The required output is the line containing "Q: For every instance of the cliff" through the final line of the material below, printed exactly, with no other lines.

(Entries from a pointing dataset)

* * * * * * *

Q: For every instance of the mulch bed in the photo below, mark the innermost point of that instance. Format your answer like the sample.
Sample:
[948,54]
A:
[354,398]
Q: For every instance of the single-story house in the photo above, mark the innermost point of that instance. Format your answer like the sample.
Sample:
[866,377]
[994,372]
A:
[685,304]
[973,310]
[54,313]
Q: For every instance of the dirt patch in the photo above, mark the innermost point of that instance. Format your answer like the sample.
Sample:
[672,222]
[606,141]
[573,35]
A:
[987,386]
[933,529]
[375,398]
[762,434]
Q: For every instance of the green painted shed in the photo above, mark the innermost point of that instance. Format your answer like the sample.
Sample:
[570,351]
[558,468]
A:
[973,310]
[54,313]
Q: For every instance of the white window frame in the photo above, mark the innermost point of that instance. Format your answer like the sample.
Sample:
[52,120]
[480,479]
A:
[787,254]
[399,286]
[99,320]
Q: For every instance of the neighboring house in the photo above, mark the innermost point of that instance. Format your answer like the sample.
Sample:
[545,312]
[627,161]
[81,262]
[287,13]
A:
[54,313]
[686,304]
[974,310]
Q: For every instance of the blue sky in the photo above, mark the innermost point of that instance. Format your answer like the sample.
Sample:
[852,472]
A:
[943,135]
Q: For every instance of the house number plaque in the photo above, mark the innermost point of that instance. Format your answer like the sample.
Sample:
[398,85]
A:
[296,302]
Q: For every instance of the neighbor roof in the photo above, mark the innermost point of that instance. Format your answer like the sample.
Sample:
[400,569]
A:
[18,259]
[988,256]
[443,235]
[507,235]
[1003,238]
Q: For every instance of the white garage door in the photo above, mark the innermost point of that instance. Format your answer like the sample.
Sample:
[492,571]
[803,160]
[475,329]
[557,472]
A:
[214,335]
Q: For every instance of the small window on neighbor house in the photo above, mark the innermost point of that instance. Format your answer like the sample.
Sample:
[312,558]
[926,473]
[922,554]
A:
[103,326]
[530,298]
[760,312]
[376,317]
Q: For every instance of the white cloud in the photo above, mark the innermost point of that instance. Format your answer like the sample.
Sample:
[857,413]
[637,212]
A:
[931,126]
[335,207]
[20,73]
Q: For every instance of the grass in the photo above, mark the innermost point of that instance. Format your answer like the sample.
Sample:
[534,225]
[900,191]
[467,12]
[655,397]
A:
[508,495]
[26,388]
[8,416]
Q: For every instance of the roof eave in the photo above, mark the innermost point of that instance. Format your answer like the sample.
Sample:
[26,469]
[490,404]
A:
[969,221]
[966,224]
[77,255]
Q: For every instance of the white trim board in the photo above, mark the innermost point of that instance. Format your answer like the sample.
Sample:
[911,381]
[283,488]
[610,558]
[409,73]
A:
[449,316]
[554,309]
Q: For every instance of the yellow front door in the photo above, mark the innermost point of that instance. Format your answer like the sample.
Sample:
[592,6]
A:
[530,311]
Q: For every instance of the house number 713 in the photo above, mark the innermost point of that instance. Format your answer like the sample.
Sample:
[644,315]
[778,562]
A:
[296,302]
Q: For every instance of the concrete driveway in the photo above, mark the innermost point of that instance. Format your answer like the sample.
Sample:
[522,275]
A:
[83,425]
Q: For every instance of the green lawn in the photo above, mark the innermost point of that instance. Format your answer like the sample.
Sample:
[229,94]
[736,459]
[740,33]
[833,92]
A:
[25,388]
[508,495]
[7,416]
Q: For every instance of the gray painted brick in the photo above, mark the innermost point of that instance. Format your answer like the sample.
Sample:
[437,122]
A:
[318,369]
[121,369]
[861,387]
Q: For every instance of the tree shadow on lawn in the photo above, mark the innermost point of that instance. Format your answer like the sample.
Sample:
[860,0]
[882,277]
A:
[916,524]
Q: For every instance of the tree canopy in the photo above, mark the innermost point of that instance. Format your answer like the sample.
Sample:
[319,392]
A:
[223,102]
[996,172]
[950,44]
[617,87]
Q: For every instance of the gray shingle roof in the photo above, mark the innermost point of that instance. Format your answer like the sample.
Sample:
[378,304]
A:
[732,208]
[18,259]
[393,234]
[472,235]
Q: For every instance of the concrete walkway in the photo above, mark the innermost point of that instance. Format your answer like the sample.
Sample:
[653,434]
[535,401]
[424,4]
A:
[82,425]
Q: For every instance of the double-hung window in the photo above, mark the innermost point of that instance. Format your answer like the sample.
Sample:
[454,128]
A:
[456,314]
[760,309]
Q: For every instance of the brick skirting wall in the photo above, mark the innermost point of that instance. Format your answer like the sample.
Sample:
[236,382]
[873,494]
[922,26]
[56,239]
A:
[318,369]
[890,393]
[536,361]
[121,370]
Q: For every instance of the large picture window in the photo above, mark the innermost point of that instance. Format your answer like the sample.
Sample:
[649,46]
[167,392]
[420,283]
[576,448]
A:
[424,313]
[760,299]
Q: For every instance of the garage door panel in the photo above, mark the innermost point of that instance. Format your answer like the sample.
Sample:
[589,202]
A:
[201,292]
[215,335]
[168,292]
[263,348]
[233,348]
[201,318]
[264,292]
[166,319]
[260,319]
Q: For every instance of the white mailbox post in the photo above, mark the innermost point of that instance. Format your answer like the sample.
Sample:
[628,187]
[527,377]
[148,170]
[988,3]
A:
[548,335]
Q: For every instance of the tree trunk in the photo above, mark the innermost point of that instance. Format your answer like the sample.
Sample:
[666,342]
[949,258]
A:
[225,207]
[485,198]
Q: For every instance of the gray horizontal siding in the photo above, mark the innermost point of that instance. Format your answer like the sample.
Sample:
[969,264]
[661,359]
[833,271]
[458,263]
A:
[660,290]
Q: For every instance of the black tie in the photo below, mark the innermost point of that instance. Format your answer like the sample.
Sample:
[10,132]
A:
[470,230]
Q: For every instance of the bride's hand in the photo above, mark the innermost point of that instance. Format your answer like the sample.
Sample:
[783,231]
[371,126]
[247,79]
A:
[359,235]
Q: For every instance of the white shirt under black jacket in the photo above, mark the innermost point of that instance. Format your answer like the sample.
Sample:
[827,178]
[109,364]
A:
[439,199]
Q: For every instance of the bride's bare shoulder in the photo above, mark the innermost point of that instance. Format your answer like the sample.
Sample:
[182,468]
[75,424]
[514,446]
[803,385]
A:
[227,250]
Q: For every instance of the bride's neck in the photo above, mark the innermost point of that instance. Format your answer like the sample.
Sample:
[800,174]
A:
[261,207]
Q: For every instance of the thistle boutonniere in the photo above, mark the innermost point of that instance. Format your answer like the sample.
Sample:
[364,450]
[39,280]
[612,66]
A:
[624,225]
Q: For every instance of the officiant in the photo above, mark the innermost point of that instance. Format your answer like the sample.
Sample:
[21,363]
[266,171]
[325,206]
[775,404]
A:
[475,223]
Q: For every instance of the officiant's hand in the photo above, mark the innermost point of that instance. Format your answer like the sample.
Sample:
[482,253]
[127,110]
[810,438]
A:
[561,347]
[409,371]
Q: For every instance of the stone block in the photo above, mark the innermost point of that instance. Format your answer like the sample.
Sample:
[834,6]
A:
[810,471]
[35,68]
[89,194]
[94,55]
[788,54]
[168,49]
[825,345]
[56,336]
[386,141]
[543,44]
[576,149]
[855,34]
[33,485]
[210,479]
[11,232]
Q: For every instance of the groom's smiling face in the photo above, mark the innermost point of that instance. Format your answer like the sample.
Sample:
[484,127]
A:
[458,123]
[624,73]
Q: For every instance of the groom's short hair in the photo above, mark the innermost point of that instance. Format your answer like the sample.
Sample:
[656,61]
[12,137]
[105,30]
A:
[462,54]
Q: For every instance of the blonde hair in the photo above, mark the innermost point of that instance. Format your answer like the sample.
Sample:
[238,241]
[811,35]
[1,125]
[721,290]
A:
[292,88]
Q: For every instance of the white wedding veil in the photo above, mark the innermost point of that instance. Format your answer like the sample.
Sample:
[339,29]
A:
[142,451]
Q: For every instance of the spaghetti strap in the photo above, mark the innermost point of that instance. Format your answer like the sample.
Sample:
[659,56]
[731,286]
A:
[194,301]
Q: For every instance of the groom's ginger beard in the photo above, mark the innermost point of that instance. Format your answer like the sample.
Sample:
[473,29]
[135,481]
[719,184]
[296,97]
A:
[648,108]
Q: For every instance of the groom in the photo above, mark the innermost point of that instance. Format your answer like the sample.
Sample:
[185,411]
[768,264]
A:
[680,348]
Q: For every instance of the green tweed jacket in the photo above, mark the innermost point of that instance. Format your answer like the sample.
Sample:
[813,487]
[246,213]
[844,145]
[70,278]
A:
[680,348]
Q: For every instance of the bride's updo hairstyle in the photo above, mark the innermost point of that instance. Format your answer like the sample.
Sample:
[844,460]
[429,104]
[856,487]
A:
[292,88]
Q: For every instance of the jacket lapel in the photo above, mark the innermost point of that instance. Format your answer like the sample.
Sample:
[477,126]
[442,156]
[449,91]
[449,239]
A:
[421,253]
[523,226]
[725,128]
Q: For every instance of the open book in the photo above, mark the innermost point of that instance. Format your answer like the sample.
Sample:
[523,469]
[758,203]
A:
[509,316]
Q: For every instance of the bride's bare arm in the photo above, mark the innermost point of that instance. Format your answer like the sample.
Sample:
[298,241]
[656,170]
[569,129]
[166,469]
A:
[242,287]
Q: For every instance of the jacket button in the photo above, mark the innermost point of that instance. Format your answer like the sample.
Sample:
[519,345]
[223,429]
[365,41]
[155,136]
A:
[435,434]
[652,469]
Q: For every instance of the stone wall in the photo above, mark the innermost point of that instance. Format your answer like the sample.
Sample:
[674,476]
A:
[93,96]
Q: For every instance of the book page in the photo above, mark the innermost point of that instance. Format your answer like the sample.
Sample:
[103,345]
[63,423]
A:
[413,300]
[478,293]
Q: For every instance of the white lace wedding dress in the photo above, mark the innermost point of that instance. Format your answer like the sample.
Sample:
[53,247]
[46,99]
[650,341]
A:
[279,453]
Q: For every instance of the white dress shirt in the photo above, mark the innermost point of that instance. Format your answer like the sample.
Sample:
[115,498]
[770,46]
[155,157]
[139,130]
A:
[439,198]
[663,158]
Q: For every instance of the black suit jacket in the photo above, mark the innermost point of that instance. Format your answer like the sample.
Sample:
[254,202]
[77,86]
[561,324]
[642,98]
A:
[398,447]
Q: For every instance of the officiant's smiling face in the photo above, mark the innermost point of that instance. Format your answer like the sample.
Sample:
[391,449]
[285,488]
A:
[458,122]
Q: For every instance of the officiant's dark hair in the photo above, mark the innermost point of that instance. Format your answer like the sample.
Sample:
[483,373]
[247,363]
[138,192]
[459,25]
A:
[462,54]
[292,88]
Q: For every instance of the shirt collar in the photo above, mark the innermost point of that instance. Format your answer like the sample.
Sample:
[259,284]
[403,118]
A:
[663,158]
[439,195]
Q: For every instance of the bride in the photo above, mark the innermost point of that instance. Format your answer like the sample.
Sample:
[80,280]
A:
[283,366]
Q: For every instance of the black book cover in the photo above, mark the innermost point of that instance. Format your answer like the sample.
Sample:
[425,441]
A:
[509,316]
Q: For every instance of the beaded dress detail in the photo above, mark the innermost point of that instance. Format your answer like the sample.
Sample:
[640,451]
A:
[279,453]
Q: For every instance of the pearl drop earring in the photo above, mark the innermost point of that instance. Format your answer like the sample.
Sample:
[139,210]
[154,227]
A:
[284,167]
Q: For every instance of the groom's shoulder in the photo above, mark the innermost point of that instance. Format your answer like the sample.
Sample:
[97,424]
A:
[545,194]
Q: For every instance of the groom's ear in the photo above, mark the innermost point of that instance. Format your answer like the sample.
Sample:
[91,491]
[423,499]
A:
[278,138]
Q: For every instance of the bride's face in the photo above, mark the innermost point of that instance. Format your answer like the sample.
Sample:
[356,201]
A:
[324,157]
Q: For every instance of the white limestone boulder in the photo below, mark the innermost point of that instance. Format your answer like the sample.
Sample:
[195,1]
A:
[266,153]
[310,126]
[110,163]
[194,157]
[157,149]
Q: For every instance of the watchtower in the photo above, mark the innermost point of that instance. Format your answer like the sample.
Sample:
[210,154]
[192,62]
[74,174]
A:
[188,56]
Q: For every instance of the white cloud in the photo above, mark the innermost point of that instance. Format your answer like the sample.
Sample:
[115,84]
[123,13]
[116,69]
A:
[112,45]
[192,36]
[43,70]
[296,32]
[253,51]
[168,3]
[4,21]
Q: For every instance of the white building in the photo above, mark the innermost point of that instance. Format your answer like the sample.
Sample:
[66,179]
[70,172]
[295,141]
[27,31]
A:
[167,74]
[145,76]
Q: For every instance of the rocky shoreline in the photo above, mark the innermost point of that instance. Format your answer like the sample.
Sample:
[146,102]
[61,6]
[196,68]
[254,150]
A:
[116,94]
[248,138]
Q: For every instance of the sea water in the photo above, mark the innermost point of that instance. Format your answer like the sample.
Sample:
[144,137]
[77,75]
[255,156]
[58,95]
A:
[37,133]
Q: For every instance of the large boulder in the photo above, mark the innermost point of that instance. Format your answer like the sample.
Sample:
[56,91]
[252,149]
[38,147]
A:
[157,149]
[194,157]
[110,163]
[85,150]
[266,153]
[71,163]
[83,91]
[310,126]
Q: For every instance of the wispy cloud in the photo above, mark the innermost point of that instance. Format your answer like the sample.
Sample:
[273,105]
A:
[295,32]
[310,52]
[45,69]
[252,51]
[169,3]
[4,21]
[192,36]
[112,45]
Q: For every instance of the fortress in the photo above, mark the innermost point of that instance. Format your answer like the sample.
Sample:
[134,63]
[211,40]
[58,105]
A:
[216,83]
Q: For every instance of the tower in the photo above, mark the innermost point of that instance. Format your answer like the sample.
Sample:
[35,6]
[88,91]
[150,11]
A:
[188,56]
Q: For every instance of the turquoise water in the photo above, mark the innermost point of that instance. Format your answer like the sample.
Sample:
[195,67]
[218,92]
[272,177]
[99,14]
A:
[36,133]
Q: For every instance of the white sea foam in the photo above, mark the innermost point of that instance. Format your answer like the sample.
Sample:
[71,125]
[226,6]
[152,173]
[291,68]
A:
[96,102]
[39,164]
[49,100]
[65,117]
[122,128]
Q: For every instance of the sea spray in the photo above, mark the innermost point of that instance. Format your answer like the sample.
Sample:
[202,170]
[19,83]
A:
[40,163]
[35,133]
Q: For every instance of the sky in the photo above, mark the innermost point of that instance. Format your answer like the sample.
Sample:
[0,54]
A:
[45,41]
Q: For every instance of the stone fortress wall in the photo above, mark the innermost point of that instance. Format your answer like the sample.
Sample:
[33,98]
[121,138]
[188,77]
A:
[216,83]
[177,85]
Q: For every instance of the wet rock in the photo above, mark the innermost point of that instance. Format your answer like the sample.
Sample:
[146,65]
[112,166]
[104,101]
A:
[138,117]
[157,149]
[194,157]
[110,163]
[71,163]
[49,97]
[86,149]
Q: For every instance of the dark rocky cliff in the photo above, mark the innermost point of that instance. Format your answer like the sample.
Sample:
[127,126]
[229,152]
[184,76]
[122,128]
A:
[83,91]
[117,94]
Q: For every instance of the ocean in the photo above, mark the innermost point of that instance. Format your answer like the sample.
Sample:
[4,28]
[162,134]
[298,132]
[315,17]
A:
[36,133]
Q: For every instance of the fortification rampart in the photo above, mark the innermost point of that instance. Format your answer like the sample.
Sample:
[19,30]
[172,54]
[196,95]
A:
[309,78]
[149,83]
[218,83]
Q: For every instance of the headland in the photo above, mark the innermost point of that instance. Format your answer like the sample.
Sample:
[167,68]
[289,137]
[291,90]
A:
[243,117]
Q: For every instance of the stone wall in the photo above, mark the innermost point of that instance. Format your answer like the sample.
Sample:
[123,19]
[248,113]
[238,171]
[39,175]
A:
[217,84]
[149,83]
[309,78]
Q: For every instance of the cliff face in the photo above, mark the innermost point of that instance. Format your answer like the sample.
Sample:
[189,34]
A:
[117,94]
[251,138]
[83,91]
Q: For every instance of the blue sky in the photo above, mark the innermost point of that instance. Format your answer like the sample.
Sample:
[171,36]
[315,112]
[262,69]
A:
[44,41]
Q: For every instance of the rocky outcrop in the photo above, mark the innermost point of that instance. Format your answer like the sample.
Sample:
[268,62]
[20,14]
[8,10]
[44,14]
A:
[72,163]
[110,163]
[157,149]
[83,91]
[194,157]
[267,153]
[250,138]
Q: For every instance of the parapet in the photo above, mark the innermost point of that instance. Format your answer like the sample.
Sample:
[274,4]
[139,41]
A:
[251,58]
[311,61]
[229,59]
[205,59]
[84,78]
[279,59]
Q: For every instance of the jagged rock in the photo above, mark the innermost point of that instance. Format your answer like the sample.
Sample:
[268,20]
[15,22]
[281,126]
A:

* * * * * * *

*EXERCISE ANSWER*:
Q: For every instance of the cliff face in the photo above, mark the innermost point of that instance. Format your answer like the sample.
Sample:
[189,34]
A:
[117,94]
[251,138]
[83,91]
Q: For every instance of the blue sky in the photo above, mark the innermost point of that instance. Format your answer like the sample.
Sample:
[171,36]
[315,112]
[262,69]
A:
[44,41]
Q: For every instance of the rocky outcrop in the photo above, mark the innermost point of that instance. Format your answer like the sample.
Sample:
[268,62]
[20,14]
[8,10]
[44,14]
A:
[72,163]
[110,163]
[157,149]
[83,91]
[194,157]
[267,153]
[250,138]
Q: For every instance of the parapet in the photo above, mark the innermost point of that instance. Format your answer like the sample.
Sample:
[274,4]
[139,41]
A:
[251,58]
[311,61]
[229,59]
[205,59]
[84,78]
[279,59]
Q: For every instance of the jagged rock in the photo above, mark the innermost point of that instance. Format your answer like the sample.
Sample:
[268,20]
[15,22]
[281,126]
A:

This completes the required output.